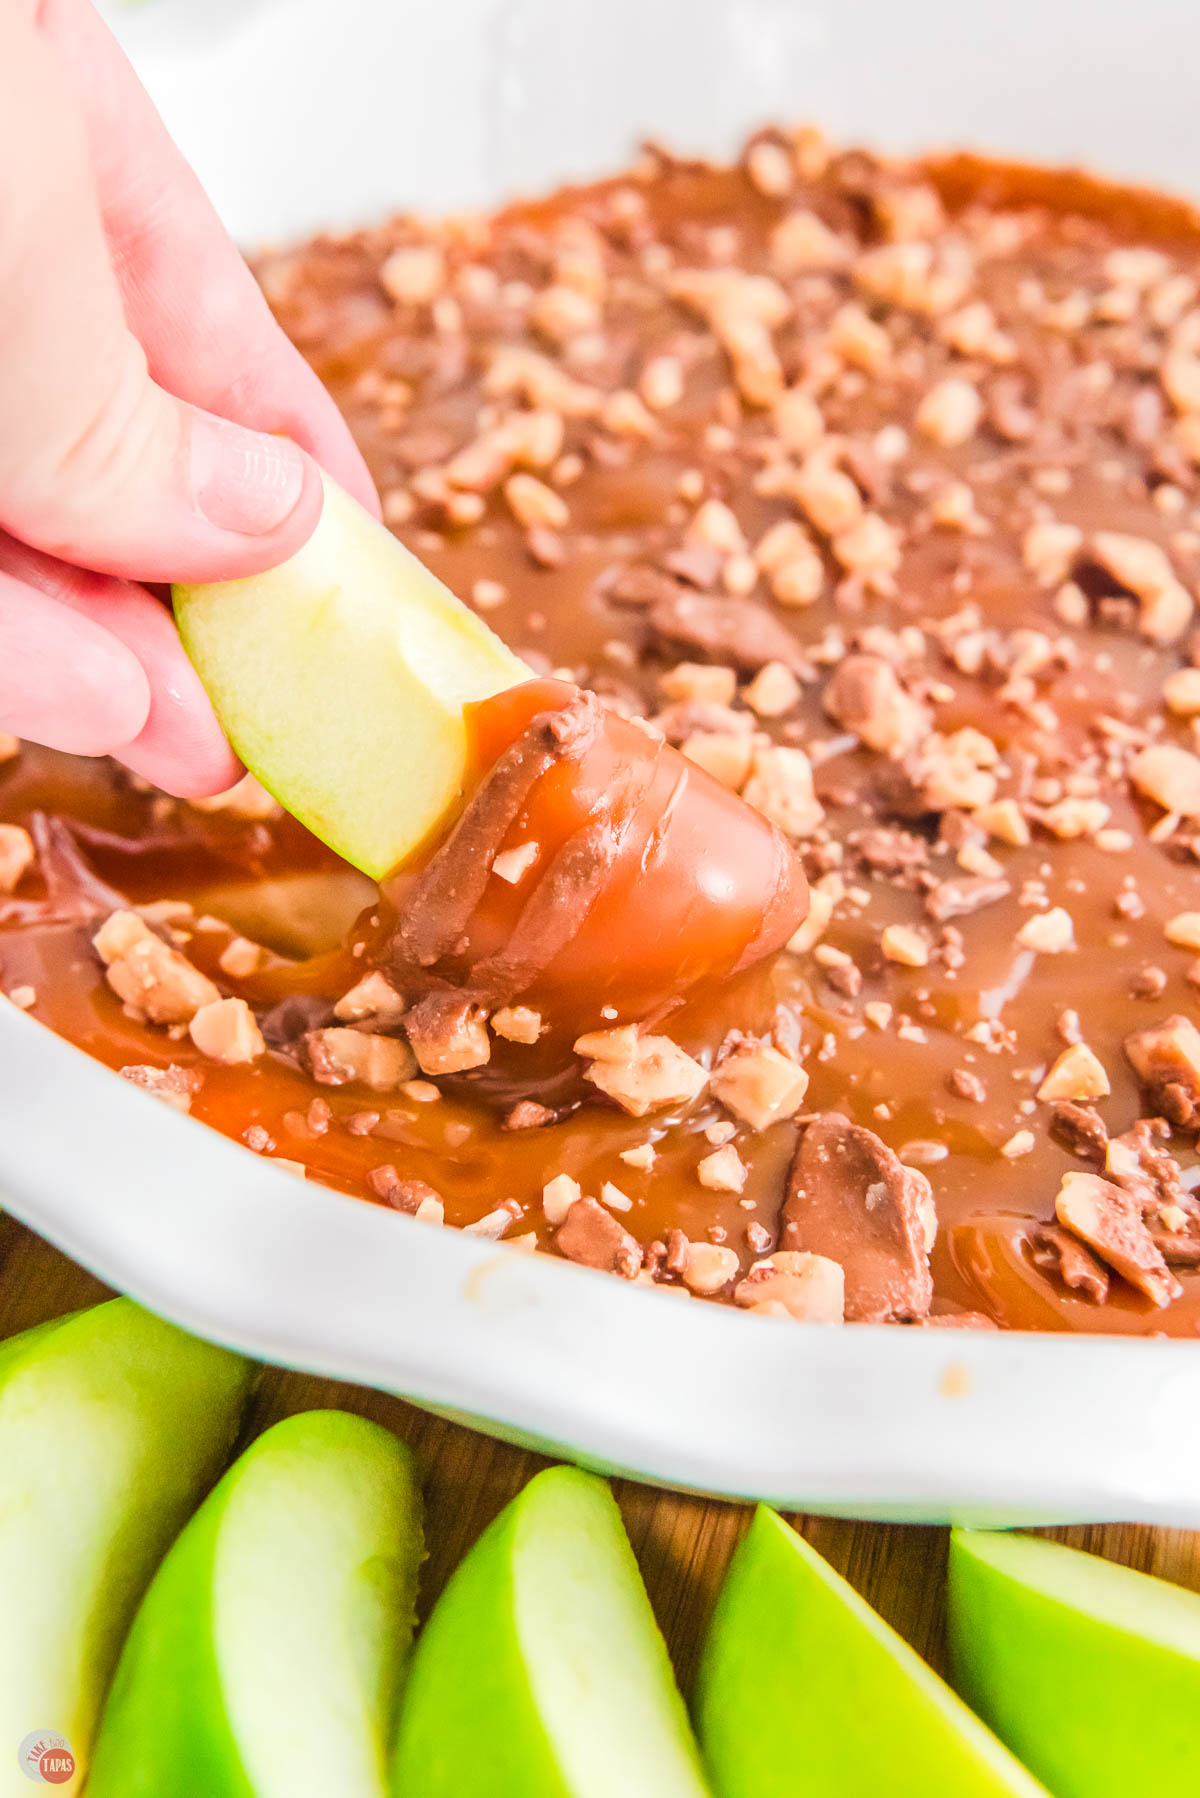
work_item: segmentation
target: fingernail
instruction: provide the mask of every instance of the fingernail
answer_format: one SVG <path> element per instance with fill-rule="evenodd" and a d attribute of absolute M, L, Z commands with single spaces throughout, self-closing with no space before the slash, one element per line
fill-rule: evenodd
<path fill-rule="evenodd" d="M 206 412 L 194 416 L 191 466 L 201 516 L 244 537 L 277 529 L 304 491 L 304 457 L 294 443 Z"/>

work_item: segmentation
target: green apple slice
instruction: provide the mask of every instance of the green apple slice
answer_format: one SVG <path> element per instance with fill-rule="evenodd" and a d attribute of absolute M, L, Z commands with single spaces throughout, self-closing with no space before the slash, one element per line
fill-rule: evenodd
<path fill-rule="evenodd" d="M 174 601 L 184 648 L 246 766 L 374 880 L 461 802 L 463 706 L 529 679 L 328 479 L 320 522 L 290 561 L 176 587 Z"/>
<path fill-rule="evenodd" d="M 88 1798 L 385 1798 L 422 1554 L 390 1431 L 344 1411 L 276 1424 L 151 1585 Z"/>
<path fill-rule="evenodd" d="M 721 1588 L 695 1712 L 718 1798 L 1045 1798 L 766 1506 Z"/>
<path fill-rule="evenodd" d="M 155 1567 L 216 1479 L 250 1363 L 127 1299 L 0 1348 L 0 1794 L 17 1747 L 66 1736 L 80 1789 L 121 1642 Z"/>
<path fill-rule="evenodd" d="M 703 1798 L 687 1713 L 603 1480 L 530 1481 L 417 1643 L 395 1798 Z"/>
<path fill-rule="evenodd" d="M 950 1539 L 955 1679 L 1057 1798 L 1195 1798 L 1200 1594 L 1037 1536 Z"/>

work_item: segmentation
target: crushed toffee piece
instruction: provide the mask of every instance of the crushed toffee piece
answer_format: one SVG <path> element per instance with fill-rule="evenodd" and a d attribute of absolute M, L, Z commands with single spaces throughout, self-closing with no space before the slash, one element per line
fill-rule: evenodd
<path fill-rule="evenodd" d="M 769 131 L 258 275 L 542 703 L 382 891 L 5 738 L 9 1002 L 634 1288 L 1200 1332 L 1200 218 Z"/>

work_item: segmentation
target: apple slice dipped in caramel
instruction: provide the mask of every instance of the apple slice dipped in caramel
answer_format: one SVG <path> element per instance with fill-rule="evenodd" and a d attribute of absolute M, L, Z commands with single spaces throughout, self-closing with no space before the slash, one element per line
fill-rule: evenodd
<path fill-rule="evenodd" d="M 397 985 L 645 1019 L 804 918 L 775 825 L 591 694 L 530 681 L 472 706 L 469 730 L 486 772 L 465 811 L 420 873 L 385 885 Z"/>
<path fill-rule="evenodd" d="M 177 588 L 175 608 L 251 770 L 390 876 L 395 916 L 371 951 L 403 990 L 520 997 L 573 1030 L 641 1020 L 779 948 L 806 914 L 775 825 L 593 696 L 522 682 L 332 483 L 290 562 Z"/>

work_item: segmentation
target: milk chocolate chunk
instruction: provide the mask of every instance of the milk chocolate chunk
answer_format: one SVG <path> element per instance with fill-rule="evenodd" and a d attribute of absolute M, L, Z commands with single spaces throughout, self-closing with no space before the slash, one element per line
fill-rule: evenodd
<path fill-rule="evenodd" d="M 1155 1305 L 1183 1288 L 1163 1260 L 1138 1201 L 1098 1174 L 1064 1174 L 1054 1202 L 1058 1221 Z"/>
<path fill-rule="evenodd" d="M 811 668 L 797 638 L 755 600 L 694 593 L 681 587 L 659 600 L 650 629 L 669 654 L 686 652 L 710 662 L 730 662 L 753 674 L 782 662 L 796 674 Z"/>
<path fill-rule="evenodd" d="M 1104 1165 L 1108 1131 L 1104 1119 L 1090 1105 L 1060 1099 L 1051 1113 L 1050 1128 L 1061 1143 L 1082 1161 Z"/>
<path fill-rule="evenodd" d="M 788 1176 L 781 1246 L 841 1263 L 848 1322 L 928 1315 L 934 1228 L 929 1181 L 874 1131 L 836 1111 L 804 1131 Z"/>
<path fill-rule="evenodd" d="M 637 1238 L 596 1199 L 576 1199 L 555 1233 L 554 1246 L 568 1261 L 626 1280 L 632 1280 L 642 1265 Z"/>
<path fill-rule="evenodd" d="M 580 693 L 539 713 L 487 772 L 446 842 L 404 893 L 394 965 L 431 968 L 461 952 L 504 838 L 530 791 L 555 763 L 578 761 L 595 740 L 599 701 Z"/>
<path fill-rule="evenodd" d="M 1035 1267 L 1056 1274 L 1064 1286 L 1102 1305 L 1108 1297 L 1108 1271 L 1077 1237 L 1057 1224 L 1041 1224 L 1030 1237 Z"/>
**********
* Task details: Tally up the lines of the listing containing the word "piece". Give only the total.

* Solution for this exercise: 2